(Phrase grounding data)
---------------

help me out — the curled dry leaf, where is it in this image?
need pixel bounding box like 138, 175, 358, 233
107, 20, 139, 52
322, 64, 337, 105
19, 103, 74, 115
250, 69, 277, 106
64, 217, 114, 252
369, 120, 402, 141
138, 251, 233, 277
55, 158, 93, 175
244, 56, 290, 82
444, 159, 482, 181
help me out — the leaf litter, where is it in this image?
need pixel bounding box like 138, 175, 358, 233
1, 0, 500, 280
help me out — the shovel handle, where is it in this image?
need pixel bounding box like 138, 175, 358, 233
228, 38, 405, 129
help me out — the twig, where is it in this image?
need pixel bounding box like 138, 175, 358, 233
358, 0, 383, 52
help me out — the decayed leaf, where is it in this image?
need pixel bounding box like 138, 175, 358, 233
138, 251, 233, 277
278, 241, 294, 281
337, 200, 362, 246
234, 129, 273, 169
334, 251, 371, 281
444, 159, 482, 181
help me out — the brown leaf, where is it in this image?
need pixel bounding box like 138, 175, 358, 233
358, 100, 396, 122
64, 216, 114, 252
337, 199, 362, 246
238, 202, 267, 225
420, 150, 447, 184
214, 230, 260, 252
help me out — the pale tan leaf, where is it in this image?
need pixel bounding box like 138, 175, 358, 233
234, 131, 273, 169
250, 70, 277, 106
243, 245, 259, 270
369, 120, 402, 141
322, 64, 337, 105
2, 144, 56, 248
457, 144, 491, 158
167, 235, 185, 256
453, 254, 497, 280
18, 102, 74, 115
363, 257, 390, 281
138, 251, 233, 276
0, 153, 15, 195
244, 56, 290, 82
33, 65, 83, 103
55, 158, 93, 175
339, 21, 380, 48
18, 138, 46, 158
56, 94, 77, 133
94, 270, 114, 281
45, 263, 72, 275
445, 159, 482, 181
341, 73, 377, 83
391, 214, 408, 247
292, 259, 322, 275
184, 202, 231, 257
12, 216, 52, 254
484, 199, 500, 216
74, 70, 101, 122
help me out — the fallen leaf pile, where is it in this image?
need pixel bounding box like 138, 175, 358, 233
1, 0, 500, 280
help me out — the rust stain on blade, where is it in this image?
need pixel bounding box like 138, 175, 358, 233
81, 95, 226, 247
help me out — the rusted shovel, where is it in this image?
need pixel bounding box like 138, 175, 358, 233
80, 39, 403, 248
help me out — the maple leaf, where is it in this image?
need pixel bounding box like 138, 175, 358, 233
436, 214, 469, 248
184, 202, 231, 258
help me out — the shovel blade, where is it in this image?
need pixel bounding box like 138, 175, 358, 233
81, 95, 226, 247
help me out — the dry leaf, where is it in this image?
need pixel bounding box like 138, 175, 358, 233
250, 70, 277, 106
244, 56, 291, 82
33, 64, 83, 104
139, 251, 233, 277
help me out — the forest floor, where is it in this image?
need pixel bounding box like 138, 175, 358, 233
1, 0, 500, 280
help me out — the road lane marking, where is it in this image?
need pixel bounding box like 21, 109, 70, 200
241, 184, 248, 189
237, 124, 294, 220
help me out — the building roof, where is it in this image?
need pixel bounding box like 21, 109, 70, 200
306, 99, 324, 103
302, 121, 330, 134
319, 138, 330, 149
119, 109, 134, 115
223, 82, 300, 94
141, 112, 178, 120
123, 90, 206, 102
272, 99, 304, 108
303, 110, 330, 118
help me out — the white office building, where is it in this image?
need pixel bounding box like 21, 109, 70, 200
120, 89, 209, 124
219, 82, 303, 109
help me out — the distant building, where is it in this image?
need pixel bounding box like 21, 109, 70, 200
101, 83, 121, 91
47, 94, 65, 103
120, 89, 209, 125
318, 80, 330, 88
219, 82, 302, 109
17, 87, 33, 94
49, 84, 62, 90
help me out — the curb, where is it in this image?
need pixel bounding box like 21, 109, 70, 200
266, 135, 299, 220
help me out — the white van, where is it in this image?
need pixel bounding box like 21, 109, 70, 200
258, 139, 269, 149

---------------

**Required work**
Look above for the line with "help me out — the shovel blade, where"; retype exactly that line, every line after it up to the line with "help me out — the white office", and that line too, nothing else.

**Solution below**
help me out — the shovel blade, where is it in this image?
need pixel bounding box like 138, 175, 358, 233
81, 95, 226, 247
help me out — the dry leaf, where is it in this image?
need pixel bounding box like 138, 175, 358, 233
250, 70, 277, 106
244, 56, 291, 82
33, 64, 83, 104
139, 251, 233, 277
help me out — the forest floor, where is it in this image?
need pixel bounding box like 138, 175, 358, 233
1, 0, 500, 280
help me out — the road lane marking, where is it in this image?
need pixel bounding box like 21, 109, 70, 200
241, 184, 248, 189
237, 124, 294, 220
help me out — the building roof, where is it in this image?
need pixel bounding box like 21, 109, 70, 200
306, 99, 324, 103
302, 121, 330, 134
319, 138, 330, 149
119, 109, 134, 115
223, 82, 300, 94
141, 112, 178, 120
123, 90, 206, 102
272, 99, 304, 108
303, 110, 330, 118
help me out — the white office building, where is it in this image?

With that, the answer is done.